▶ _PROBLEM REQUIREMENTS_
Reproduce all of the material below, substituting "upper-left corner" for every occurrence of "top-left corner" and leaving everything else untouched.

====

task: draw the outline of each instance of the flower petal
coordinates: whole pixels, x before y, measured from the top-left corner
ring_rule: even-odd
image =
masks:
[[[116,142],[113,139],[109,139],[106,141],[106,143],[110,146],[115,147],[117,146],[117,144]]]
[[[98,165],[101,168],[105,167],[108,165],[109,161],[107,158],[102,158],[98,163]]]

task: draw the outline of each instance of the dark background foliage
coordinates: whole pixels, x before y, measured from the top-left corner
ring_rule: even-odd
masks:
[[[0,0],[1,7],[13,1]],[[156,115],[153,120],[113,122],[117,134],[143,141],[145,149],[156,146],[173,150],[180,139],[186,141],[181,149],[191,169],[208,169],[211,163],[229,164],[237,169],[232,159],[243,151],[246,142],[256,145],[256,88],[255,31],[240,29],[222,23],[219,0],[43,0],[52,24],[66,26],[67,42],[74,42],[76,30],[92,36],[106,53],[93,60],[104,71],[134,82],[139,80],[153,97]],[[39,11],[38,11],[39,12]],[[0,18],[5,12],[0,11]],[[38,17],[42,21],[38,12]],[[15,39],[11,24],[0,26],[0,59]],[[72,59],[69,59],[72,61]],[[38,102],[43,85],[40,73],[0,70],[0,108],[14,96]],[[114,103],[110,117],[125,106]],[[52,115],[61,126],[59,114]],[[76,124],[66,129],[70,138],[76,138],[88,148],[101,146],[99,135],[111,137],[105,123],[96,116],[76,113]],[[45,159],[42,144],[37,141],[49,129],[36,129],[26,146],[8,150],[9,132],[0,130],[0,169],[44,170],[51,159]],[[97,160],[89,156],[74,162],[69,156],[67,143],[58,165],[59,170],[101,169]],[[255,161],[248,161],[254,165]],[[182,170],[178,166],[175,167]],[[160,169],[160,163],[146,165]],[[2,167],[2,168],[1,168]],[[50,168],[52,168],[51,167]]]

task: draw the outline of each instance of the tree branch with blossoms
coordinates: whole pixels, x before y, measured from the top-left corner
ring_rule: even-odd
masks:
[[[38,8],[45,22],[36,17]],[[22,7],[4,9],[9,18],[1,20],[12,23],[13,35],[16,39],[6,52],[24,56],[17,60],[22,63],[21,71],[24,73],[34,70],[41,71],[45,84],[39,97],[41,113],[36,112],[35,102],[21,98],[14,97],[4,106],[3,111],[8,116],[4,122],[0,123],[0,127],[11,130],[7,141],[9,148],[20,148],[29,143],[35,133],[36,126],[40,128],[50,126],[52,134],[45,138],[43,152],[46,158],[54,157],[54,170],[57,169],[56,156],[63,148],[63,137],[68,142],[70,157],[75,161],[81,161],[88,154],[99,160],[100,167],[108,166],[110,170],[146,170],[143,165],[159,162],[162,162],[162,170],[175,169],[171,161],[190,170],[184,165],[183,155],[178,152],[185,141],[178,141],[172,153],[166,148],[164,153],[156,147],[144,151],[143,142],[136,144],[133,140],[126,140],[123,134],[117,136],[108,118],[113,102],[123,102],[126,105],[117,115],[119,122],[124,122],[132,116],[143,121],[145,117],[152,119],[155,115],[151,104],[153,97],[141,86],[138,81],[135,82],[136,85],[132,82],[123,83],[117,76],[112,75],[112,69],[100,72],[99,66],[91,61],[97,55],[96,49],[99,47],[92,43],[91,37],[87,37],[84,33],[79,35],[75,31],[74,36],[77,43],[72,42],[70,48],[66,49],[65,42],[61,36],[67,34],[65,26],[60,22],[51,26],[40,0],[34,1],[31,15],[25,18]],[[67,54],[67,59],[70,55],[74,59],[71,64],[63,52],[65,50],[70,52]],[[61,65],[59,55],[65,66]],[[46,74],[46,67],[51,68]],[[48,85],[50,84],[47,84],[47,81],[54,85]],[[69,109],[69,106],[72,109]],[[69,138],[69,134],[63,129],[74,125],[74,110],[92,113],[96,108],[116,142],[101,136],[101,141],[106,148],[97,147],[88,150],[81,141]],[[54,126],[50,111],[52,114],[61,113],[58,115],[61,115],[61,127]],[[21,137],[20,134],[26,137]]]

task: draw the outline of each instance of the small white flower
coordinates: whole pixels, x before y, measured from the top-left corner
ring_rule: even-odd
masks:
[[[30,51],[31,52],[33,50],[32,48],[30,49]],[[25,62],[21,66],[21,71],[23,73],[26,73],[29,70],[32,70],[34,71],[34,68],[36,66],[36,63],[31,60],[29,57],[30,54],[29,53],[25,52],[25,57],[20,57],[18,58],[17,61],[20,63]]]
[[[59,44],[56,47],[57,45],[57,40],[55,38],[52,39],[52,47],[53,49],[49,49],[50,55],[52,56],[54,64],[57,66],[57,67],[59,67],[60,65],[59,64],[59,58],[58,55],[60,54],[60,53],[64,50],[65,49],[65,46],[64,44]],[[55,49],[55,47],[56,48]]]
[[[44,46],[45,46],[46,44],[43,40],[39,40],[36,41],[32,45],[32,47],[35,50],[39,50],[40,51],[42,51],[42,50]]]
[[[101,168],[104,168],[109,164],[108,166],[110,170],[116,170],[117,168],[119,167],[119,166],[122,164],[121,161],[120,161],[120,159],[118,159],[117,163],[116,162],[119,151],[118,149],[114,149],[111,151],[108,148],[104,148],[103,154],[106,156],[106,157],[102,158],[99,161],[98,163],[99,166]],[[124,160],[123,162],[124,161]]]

====

▶ _RESULT BELOW_
task: draw the outline of each instance of the flower petal
coordinates: whole pixels, x before y, measured from the upper-left corner
ring_rule: even-odd
image =
masks:
[[[116,142],[113,139],[109,139],[106,141],[106,143],[110,146],[115,147],[117,146],[117,144]]]
[[[98,165],[101,168],[105,167],[108,165],[109,161],[107,158],[102,158],[98,163]]]

task: draw the outline of each instance of the dark background foliage
coordinates: whole pixels, x before y, measured from the upper-left corner
ring_rule: even-odd
masks:
[[[0,0],[1,7],[13,1]],[[156,115],[153,120],[113,122],[117,134],[143,141],[145,149],[156,146],[173,150],[180,139],[186,141],[181,149],[191,169],[208,169],[211,163],[229,164],[237,169],[232,159],[243,151],[246,142],[256,145],[256,88],[255,31],[240,29],[222,23],[219,0],[43,0],[52,24],[66,26],[67,42],[74,42],[76,30],[92,36],[106,53],[93,60],[104,71],[134,82],[139,80],[153,97]],[[39,11],[38,11],[39,12]],[[0,18],[5,12],[0,11]],[[38,17],[42,21],[38,12]],[[15,39],[11,24],[0,26],[0,59]],[[72,59],[69,59],[72,61]],[[38,102],[43,85],[40,73],[0,70],[0,108],[14,96]],[[114,103],[110,117],[125,106]],[[52,115],[61,126],[59,114]],[[76,124],[66,129],[70,138],[76,138],[88,148],[101,146],[99,135],[111,137],[105,123],[96,116],[76,113]],[[45,159],[42,144],[37,141],[49,129],[36,129],[26,146],[8,150],[9,132],[0,130],[0,169],[44,170],[51,159]],[[97,160],[89,156],[74,162],[69,156],[67,143],[58,165],[59,170],[101,169]],[[255,161],[248,161],[254,165]],[[182,170],[178,166],[175,167]],[[160,169],[160,163],[146,165]],[[2,167],[2,168],[1,168]],[[50,168],[52,168],[51,167]]]

task: draw the outline of each instance of the tree branch with blossoms
coordinates: whole pixels, x before y, measured from the upper-left corner
ring_rule: even-odd
masks:
[[[38,8],[45,22],[36,17]],[[22,7],[4,9],[9,18],[1,20],[12,23],[13,35],[16,39],[6,52],[24,56],[17,60],[22,63],[21,71],[24,73],[34,70],[41,71],[45,84],[39,97],[41,113],[36,112],[35,102],[21,98],[14,97],[4,106],[3,111],[8,116],[4,122],[0,123],[0,127],[11,130],[7,141],[9,148],[20,148],[29,143],[35,133],[36,126],[40,128],[50,126],[52,134],[45,138],[43,152],[46,158],[54,157],[54,170],[57,169],[56,156],[63,148],[63,137],[68,142],[70,157],[75,161],[81,161],[88,154],[99,160],[100,167],[108,166],[110,170],[146,170],[143,165],[159,162],[162,162],[162,170],[175,169],[171,161],[190,170],[184,165],[183,155],[178,152],[185,141],[178,141],[172,153],[166,148],[164,153],[156,147],[144,151],[143,142],[136,144],[133,140],[126,140],[123,134],[117,136],[108,118],[113,102],[123,102],[126,105],[117,115],[119,122],[124,122],[132,116],[143,121],[145,117],[152,119],[155,115],[151,104],[153,97],[141,86],[138,81],[135,82],[136,85],[132,82],[123,83],[117,76],[112,75],[112,69],[100,72],[99,66],[91,61],[97,55],[96,49],[99,47],[92,43],[91,37],[87,37],[84,33],[79,35],[75,31],[74,36],[77,43],[72,42],[70,48],[66,49],[65,42],[61,36],[67,34],[65,26],[60,22],[51,26],[40,0],[34,1],[31,15],[25,18]],[[67,54],[67,59],[70,55],[74,59],[71,64],[63,52],[65,50],[70,52]],[[61,65],[59,55],[65,66]],[[46,74],[46,67],[51,68]],[[48,85],[50,84],[47,84],[47,81],[54,85]],[[69,109],[69,106],[72,109]],[[69,138],[69,134],[63,129],[74,125],[74,110],[92,113],[96,108],[116,142],[101,136],[101,141],[106,148],[97,147],[88,150],[81,141]],[[54,126],[50,111],[52,114],[61,113],[58,115],[61,115],[61,127]],[[21,137],[20,134],[26,137]]]

task: draw the outline of each instance of the small white flower
coordinates: whole pixels, x before y, measured from the upper-left corner
ring_rule: even-odd
masks:
[[[30,51],[31,52],[33,50],[32,48],[30,49]],[[25,62],[21,66],[21,71],[23,73],[26,73],[29,70],[32,70],[34,71],[34,68],[36,66],[36,63],[31,60],[29,57],[30,54],[29,53],[25,52],[25,57],[20,57],[18,58],[17,61],[20,63]]]
[[[59,44],[56,47],[57,45],[57,40],[55,38],[52,39],[52,47],[53,49],[49,49],[50,55],[52,56],[54,64],[57,66],[57,67],[59,67],[60,65],[59,64],[59,58],[58,55],[60,54],[60,53],[64,50],[65,49],[65,46],[64,44]],[[55,49],[55,47],[56,48]]]
[[[44,46],[45,46],[46,44],[43,40],[39,40],[36,41],[32,45],[32,47],[35,50],[39,50],[40,51],[42,51],[42,50]]]
[[[101,168],[104,168],[109,164],[108,166],[110,170],[116,170],[117,168],[119,167],[119,166],[122,164],[121,161],[120,161],[120,159],[118,159],[117,163],[116,162],[119,151],[118,149],[114,149],[111,151],[108,148],[104,148],[103,154],[106,156],[106,157],[102,158],[99,161],[98,163],[99,166]],[[124,160],[123,162],[124,161]]]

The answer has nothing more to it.